-- Data records follows --

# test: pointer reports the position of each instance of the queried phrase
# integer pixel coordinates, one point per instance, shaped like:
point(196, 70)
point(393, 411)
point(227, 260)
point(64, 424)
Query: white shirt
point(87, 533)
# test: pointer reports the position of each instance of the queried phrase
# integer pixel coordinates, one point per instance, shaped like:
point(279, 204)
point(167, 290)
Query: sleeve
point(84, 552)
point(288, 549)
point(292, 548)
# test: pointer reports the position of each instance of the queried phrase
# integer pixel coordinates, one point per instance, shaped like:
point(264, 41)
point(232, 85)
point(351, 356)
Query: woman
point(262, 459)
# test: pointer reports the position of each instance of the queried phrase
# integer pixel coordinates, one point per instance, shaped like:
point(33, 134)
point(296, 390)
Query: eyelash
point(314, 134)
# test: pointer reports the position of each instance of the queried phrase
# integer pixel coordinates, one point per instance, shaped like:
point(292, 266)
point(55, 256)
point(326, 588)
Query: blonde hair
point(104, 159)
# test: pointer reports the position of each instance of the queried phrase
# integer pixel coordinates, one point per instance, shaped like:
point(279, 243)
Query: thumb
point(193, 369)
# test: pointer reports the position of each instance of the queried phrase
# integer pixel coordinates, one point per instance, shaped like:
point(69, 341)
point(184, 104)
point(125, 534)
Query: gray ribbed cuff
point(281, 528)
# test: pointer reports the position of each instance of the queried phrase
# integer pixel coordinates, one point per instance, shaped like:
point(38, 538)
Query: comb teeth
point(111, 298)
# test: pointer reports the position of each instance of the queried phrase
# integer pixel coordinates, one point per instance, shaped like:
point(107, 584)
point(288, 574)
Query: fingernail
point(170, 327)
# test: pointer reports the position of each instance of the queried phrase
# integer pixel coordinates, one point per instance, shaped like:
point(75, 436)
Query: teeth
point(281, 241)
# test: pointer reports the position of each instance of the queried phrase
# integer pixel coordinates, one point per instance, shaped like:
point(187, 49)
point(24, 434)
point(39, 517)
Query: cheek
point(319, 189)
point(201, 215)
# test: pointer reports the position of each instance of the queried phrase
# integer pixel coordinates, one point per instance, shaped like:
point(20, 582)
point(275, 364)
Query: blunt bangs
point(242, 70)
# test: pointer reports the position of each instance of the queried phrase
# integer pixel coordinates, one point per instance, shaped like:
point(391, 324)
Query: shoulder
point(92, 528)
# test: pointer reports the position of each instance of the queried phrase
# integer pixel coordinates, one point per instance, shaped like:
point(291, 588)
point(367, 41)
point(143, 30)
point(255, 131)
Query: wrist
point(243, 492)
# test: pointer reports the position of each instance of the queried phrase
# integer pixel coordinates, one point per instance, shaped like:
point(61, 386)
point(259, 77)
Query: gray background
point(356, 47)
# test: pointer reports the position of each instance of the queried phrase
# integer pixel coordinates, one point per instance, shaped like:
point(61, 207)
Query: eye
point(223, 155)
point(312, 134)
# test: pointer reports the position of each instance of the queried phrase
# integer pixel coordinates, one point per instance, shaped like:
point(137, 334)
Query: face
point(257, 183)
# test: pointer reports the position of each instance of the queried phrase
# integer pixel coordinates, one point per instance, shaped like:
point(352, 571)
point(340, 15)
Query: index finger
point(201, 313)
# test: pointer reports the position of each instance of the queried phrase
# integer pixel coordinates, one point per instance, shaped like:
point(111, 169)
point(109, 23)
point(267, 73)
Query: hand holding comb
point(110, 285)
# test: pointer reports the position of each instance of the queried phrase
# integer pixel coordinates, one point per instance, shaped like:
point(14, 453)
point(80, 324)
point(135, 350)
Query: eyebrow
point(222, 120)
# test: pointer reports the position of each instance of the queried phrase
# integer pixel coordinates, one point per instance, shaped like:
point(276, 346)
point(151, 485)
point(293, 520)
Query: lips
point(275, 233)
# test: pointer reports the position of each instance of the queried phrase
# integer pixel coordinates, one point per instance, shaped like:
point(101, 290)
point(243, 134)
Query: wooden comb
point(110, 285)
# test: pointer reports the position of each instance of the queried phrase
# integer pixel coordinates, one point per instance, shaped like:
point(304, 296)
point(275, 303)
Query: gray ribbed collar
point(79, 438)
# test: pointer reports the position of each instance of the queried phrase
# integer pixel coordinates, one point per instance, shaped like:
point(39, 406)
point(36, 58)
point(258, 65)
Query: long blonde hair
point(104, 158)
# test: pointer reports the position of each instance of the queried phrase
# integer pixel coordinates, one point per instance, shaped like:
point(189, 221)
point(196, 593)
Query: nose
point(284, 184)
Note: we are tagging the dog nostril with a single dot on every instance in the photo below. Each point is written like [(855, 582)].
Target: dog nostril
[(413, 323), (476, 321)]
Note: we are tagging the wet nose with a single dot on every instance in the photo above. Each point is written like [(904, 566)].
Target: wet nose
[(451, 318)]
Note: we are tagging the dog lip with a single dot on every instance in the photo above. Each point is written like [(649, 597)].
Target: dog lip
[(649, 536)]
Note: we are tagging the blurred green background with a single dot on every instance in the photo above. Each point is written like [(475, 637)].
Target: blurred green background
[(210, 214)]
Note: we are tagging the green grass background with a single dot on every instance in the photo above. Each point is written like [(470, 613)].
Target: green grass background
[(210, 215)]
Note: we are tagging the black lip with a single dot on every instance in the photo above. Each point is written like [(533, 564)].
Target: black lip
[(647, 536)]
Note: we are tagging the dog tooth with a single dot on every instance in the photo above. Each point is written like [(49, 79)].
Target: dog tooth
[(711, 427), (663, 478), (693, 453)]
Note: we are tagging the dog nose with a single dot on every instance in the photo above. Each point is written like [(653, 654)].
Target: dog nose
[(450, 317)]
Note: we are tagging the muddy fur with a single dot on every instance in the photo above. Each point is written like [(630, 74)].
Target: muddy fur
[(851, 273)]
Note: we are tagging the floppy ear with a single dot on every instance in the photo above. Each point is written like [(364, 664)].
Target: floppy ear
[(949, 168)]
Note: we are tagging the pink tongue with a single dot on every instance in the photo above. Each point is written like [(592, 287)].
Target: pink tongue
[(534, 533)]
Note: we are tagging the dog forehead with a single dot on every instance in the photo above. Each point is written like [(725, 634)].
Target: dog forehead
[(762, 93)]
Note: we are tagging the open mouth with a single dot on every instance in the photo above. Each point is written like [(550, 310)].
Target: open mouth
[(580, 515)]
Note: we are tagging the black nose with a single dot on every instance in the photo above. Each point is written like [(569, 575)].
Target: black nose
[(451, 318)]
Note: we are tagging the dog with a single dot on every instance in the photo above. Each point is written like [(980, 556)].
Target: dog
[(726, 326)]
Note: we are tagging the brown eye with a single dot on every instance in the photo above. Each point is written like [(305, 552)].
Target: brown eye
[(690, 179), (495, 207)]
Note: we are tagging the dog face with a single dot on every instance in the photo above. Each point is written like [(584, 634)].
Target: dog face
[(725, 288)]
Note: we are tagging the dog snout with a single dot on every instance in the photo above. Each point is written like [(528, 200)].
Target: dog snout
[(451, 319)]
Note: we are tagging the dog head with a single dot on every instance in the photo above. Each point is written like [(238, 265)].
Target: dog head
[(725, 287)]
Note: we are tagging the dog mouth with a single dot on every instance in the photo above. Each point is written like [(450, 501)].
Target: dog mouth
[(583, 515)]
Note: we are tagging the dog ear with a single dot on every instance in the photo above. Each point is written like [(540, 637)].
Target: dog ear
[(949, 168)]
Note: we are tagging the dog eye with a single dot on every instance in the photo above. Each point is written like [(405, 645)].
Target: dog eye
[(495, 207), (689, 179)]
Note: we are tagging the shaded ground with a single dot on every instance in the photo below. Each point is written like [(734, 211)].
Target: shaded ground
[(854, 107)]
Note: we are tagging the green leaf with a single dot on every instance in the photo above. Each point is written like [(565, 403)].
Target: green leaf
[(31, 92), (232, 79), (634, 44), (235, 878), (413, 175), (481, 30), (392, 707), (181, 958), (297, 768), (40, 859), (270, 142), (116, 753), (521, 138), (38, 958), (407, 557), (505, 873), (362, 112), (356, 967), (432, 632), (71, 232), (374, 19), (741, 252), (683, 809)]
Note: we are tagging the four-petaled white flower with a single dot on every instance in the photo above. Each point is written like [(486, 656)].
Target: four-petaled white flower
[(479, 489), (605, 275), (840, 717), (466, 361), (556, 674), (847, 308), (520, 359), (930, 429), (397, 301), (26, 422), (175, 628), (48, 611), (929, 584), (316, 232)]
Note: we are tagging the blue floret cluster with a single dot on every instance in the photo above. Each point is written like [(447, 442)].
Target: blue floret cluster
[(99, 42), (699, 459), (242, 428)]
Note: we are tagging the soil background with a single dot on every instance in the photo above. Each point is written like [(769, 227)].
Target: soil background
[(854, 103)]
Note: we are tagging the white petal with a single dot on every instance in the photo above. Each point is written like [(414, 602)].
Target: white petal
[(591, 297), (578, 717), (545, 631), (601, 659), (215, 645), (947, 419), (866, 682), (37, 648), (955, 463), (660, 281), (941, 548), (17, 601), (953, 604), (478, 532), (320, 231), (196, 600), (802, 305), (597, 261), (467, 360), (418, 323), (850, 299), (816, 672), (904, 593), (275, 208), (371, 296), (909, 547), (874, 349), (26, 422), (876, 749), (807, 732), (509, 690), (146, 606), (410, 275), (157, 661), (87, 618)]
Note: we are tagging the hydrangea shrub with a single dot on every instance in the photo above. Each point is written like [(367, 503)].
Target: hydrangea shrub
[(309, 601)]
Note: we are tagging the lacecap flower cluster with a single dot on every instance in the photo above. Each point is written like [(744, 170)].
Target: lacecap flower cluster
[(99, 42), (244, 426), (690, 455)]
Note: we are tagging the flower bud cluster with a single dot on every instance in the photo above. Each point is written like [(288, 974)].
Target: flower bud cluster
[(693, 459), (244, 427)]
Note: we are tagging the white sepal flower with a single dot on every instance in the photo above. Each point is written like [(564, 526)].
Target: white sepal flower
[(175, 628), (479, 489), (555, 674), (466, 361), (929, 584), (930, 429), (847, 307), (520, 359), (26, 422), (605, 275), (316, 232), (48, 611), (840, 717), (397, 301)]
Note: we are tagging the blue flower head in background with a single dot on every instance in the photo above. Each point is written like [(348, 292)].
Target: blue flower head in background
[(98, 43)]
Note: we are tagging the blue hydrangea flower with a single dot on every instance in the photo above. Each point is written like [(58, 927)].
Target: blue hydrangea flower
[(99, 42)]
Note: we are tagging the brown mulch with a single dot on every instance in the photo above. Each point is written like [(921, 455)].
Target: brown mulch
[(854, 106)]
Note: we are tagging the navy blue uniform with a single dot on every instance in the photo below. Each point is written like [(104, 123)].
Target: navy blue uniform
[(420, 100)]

-- Data records concluded --

What needs to be done
Using the data above, copy each line that contains "below".

Answer to this exercise
Note: we are tagging the dog nostril with a single dot on every instance in the photo below. Each point is written like [(855, 582)].
Note: we are tagging the shaded ground with a single dot on every instance in the photo below. Each point is written like [(734, 211)].
Note: we are tagging the navy blue uniform with a single dot on every instance in the photo below. Each point is written like [(104, 123)].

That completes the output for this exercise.